### PROBLEM DESCRIPTION:
Copy the glyphosate text below, starting at "What is Glyphosate?" and ending after "and along highways.", and swap "Farmers" for "Growers".

### PAGE TEXT:
● ● ● ●

Glyphosate, the world's most widely used herbicide, has dominated headlines over the last year due to the thousands of lawsuits brought by consumers who claim that the chemical causes cancer. As glyphosate is used in almost all of the sugar beets grown in the US, the concern over the presence of glyphosate in the US sugar supply is taking center stage. Sugaright wants to help our customers manage this risk by increasing your understanding of a dynamic and complex topic AND by offering a glyphosate-free option for your liquid sugar purchases.

What is Glyphosate?

Glyphosate (Roundup) is one of the world’s most widely used broad-spectrum herbicides, accounting for roughly 25 percent of the world herbicide market. Glyphosate herbicide is widely utilized in agriculture because it is a cost-effective, easy to use compound that kills weeds, especially annual broadleaf weeds and grasses competing with crops. In fact almost all of the soybeans, corn and beet sugar grown in the United States have been genetically modified to resist glyphosate. Farmers spray it on fields so the crops do not have to compete with weeds. Some also use it as a pre-harvest treatment to dry out crops and make them easier to harvest.

While glyphosate products are mostly used in agriculture, it is also used to control unwanted weed growth in forestry, gardening and in non-cultivated places, like industrial areas and along highways.

Is Glyphosate Safe?

Monsanto Says "Yes".

Since the Roundup weed killer first entered the market, Monsanto has denied claims that Roundup causes cancer, telling farmers and agricultural workers for decades that Roundup is safe.

The Scientists Say "Maybe".

The International Agency for Research on Cancer (IARC)—a subdivision of the World Health Organization—first classified glyphosate as "probably carcinogenic to humans" in 2015. Two years later, in December 2017, the United States Environmental Protection Agency (EPA) released a risk assessment classifying glyphosate as "not likely to be carcinogenic to humans." A majority of regulators around the world have since sided with EPA, including multiple European agencies, Australia and New Zealand. While California had initially placed glyphosate on its Prop 65 list of chemicals "known to the state to cause cancer" in July 2017 just before EPA released its risk assessment, a federal court temporarily prohibited the state from requiring companies to place Prop 65 warning labels on foods that may contain traces of glyphosate in February 2018, finding that aside from IARC, "almost all other regulators have concluded that there is insufficient evidence that glyphosate causes cancer."

● ● ● ●

### RECORD SET:
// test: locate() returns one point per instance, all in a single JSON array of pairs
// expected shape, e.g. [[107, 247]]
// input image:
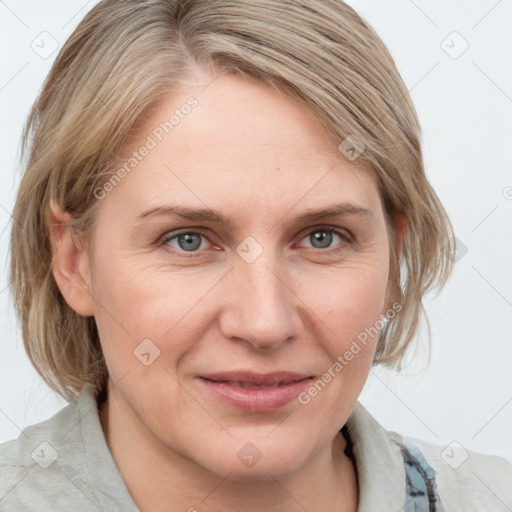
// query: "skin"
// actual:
[[261, 158]]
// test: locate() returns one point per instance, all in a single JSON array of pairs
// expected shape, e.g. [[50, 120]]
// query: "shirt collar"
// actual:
[[379, 462]]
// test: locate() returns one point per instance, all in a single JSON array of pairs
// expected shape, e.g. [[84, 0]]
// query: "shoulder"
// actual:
[[30, 478], [465, 479]]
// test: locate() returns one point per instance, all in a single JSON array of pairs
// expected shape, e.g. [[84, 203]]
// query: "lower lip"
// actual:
[[260, 399]]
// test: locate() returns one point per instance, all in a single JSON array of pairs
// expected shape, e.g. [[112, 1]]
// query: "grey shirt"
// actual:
[[64, 464]]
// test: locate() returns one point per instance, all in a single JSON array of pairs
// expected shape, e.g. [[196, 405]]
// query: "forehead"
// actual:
[[235, 145]]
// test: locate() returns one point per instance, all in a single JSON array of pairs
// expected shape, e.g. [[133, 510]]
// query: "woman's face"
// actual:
[[196, 311]]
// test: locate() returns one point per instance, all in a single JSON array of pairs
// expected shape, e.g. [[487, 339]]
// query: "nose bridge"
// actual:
[[260, 309]]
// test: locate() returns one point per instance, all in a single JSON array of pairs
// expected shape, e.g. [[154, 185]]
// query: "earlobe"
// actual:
[[393, 284], [70, 263]]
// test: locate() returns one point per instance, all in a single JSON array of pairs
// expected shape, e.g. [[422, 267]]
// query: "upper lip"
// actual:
[[257, 379]]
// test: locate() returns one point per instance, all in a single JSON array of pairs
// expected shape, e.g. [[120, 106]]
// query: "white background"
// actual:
[[465, 106]]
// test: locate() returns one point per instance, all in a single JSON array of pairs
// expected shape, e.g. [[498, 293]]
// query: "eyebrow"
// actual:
[[208, 215]]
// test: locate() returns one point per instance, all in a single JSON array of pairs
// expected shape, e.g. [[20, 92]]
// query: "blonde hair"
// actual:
[[126, 56]]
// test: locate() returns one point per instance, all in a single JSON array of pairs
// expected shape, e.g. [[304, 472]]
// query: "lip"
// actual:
[[244, 389]]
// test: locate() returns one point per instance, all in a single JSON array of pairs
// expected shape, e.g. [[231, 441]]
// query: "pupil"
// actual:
[[190, 244], [324, 237]]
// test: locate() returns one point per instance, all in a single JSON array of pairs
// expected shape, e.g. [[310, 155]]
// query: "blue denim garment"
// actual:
[[421, 494]]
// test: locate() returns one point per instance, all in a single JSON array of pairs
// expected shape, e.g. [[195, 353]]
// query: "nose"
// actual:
[[259, 304]]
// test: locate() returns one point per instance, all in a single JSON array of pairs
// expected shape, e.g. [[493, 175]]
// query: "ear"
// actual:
[[400, 226], [70, 263]]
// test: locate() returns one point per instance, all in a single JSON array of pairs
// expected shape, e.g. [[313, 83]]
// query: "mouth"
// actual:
[[253, 392]]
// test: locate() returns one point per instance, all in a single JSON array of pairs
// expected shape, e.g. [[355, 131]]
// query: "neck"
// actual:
[[194, 488]]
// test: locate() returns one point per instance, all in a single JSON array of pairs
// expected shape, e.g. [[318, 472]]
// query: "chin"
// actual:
[[261, 460]]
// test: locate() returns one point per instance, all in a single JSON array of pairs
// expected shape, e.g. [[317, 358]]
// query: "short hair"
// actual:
[[125, 57]]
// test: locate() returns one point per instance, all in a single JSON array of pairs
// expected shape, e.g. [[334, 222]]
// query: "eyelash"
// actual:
[[167, 237]]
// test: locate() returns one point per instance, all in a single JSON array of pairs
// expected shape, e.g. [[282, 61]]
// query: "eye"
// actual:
[[322, 238], [186, 241]]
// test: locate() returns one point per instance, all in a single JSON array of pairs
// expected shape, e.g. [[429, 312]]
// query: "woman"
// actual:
[[232, 224]]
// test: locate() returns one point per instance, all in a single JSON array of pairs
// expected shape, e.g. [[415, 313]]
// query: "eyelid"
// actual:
[[343, 233]]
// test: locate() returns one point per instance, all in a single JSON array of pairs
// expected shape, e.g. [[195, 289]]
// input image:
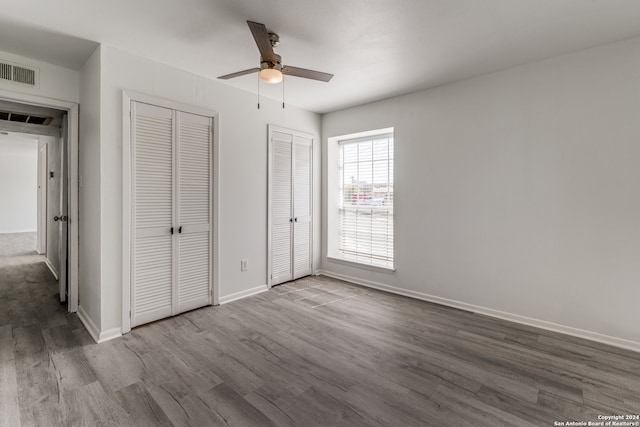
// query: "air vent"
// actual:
[[15, 73], [25, 118]]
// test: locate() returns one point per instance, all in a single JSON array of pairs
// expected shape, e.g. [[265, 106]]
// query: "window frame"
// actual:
[[334, 222]]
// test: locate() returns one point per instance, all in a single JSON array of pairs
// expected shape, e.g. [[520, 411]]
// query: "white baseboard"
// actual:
[[543, 324], [243, 294], [110, 334], [52, 268], [93, 330], [88, 324]]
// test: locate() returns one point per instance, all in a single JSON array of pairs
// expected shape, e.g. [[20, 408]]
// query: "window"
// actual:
[[365, 199]]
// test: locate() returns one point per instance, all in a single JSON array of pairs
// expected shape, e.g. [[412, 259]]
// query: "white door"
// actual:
[[171, 262], [152, 272], [193, 211], [302, 207], [64, 209], [281, 209], [290, 199]]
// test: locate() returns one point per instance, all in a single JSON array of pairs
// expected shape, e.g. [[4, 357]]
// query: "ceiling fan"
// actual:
[[271, 68]]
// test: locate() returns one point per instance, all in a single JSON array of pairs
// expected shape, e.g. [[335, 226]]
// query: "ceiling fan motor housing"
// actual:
[[275, 63]]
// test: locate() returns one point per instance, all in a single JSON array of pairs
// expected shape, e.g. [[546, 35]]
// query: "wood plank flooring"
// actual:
[[315, 352]]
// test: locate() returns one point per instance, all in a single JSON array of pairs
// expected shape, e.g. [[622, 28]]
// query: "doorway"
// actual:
[[52, 126]]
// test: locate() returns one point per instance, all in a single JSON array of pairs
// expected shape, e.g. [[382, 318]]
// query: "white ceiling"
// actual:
[[375, 48]]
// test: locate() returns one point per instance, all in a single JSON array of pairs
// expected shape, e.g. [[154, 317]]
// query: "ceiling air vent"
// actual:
[[15, 73], [25, 118]]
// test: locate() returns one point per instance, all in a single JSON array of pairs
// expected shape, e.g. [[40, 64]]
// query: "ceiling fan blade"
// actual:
[[307, 74], [239, 73], [261, 36]]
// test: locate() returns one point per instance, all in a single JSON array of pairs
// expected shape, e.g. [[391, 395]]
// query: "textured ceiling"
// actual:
[[375, 48]]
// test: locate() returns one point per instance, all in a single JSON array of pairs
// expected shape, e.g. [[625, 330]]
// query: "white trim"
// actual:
[[88, 324], [52, 268], [243, 294], [127, 98], [98, 337], [363, 265], [72, 113], [516, 318], [110, 334], [42, 198]]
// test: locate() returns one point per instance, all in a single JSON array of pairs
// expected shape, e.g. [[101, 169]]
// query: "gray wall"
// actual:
[[517, 192], [18, 184]]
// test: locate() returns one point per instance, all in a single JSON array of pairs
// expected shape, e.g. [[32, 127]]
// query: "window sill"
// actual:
[[356, 264]]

● ● ● ●

### ANSWER TO THIS PROBLEM:
What is Glyphosate?

Glyphosate (Roundup) is one of the world’s most widely used broad-spectrum herbicides, accounting for roughly 25 percent of the world herbicide market. Glyphosate herbicide is widely utilized in agriculture because it is a cost-effective, easy to use compound that kills weeds, especially annual broadleaf weeds and grasses competing with crops. In fact almost all of the soybeans, corn and beet sugar grown in the United States have been genetically modified to resist glyphosate. Growers spray it on fields so the crops do not have to compete with weeds. Some also use it as a pre-harvest treatment to dry out crops and make them easier to harvest.

While glyphosate products are mostly used in agriculture, it is also used to control unwanted weed growth in forestry, gardening and in non-cultivated places, like industrial areas and along highways.